GOAL |
Please show every line of the material below that contains the word "roof", copied in full.

DATASET ROWS |
○ ○ ○
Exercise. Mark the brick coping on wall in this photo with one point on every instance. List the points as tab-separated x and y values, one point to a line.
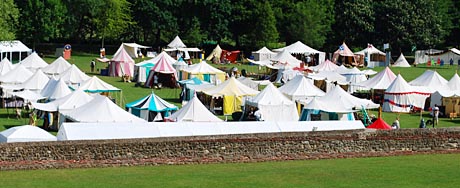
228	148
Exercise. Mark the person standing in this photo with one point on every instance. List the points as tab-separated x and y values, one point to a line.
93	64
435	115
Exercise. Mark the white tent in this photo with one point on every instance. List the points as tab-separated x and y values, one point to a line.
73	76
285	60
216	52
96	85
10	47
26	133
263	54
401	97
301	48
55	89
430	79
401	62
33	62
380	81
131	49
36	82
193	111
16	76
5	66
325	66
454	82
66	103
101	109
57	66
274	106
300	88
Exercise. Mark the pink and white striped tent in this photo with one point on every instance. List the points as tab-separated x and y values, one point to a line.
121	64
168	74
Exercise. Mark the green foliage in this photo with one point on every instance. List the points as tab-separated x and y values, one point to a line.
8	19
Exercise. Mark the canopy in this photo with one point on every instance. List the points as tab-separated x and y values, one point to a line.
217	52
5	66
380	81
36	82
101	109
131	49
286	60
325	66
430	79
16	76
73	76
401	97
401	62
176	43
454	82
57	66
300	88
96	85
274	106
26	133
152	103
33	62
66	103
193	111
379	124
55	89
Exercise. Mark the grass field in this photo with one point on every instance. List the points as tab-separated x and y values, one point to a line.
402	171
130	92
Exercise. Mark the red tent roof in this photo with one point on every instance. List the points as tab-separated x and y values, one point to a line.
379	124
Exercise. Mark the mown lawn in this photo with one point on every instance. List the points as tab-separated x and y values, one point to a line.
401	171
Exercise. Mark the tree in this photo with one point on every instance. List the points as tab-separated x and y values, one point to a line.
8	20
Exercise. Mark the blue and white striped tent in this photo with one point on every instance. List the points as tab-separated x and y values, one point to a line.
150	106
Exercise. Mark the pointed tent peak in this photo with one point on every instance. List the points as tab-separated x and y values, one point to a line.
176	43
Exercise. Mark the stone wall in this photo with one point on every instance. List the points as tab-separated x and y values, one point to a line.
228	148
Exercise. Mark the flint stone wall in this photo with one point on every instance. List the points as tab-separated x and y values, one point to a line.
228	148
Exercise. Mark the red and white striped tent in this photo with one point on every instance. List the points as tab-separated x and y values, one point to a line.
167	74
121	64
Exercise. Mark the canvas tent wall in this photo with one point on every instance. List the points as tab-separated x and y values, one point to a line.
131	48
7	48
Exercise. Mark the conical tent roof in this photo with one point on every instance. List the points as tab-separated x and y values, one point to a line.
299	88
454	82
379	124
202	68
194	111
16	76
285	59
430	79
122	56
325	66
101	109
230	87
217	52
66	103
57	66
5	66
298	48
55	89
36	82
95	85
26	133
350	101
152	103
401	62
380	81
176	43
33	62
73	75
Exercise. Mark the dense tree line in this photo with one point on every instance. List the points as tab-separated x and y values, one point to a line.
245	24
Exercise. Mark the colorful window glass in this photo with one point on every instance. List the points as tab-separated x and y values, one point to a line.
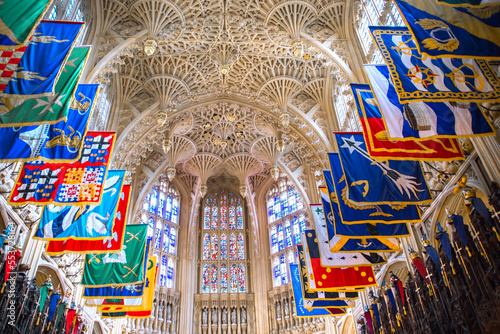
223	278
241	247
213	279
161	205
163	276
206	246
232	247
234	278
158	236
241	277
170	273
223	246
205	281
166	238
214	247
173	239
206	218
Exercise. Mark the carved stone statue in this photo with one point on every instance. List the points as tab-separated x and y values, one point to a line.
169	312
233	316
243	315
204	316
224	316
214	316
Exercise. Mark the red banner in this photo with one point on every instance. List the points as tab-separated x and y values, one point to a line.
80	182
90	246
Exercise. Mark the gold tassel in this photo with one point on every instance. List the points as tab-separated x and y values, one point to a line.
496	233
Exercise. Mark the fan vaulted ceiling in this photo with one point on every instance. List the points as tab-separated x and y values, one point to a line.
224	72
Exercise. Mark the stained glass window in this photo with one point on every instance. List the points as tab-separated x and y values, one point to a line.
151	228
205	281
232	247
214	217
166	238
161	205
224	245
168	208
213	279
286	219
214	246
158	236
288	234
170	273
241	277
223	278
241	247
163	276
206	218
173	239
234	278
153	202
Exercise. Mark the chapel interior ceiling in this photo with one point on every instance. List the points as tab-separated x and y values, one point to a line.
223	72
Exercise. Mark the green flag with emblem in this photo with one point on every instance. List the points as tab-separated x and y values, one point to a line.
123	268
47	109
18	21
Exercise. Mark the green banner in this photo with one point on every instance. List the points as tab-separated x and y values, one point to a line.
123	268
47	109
○ ○ ○
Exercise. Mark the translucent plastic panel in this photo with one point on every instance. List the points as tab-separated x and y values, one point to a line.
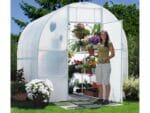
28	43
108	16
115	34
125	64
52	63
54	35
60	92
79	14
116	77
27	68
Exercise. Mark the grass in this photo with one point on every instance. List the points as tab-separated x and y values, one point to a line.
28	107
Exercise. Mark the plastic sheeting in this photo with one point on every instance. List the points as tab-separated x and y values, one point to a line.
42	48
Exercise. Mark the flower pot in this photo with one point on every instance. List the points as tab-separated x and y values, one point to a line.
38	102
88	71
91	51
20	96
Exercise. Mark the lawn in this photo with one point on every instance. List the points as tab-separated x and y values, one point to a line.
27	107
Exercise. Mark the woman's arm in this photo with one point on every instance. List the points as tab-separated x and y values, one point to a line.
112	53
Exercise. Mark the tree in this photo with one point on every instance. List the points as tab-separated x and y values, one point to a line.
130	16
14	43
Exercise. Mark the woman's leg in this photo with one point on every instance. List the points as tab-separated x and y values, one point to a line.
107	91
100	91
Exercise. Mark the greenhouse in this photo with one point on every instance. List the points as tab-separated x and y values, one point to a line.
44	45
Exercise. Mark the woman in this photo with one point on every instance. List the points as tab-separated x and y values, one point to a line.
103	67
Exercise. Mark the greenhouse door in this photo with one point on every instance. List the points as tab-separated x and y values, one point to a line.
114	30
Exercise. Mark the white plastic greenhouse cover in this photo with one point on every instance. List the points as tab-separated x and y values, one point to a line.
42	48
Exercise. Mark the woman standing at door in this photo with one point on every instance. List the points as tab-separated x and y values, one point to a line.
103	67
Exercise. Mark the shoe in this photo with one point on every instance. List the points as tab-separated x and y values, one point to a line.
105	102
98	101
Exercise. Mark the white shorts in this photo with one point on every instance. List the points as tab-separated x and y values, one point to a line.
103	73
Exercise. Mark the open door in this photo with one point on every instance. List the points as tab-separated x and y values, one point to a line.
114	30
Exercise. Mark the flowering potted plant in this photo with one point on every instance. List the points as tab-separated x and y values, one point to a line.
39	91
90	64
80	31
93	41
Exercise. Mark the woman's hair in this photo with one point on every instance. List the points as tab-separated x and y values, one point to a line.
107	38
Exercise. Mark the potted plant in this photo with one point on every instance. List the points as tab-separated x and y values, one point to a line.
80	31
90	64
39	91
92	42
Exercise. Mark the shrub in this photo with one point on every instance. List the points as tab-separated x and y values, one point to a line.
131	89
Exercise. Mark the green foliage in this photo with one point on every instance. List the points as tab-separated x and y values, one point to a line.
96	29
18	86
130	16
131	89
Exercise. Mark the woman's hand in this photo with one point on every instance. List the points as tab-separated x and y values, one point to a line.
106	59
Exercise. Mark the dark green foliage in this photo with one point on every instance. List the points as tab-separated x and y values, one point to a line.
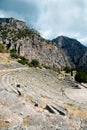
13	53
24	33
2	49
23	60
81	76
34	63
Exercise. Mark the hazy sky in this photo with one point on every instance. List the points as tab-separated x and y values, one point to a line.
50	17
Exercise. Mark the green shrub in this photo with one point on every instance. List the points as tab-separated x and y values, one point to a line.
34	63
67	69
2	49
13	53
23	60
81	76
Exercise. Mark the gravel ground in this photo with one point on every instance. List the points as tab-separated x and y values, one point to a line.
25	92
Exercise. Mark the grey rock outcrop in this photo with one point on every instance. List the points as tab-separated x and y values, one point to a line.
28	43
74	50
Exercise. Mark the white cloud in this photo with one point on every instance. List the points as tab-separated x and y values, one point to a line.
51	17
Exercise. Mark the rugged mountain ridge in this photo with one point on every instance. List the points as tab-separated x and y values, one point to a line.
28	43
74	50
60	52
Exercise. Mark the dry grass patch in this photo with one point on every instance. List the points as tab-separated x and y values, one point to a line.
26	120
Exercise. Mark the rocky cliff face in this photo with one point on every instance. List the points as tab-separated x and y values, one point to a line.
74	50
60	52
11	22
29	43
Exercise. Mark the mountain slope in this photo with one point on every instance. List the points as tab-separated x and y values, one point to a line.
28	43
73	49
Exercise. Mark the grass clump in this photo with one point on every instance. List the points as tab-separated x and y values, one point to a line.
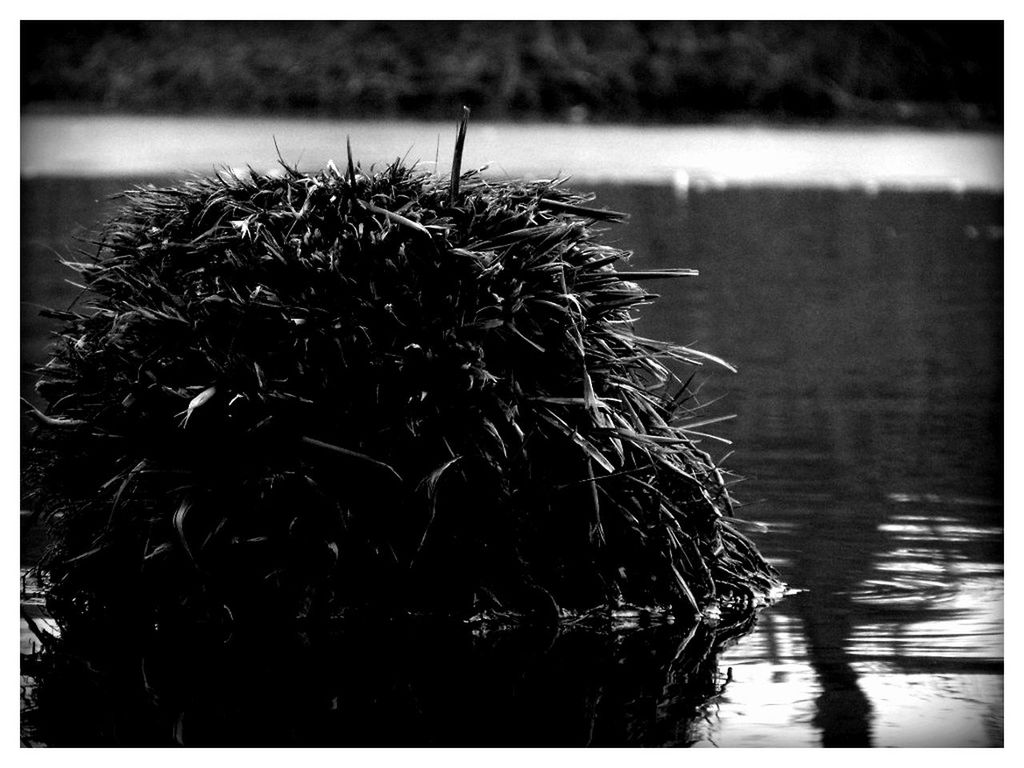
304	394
○ ○ ○
TASK OUTPUT |
Exercise. Mark the red tent roof in this photo with one point on every instance. List the points as tab-separated x and y values, one point to a line.
Exercise. Mark the conical tent roof in this photo with one point on every instance. List the points as tab-separated x and y values, one point to a line.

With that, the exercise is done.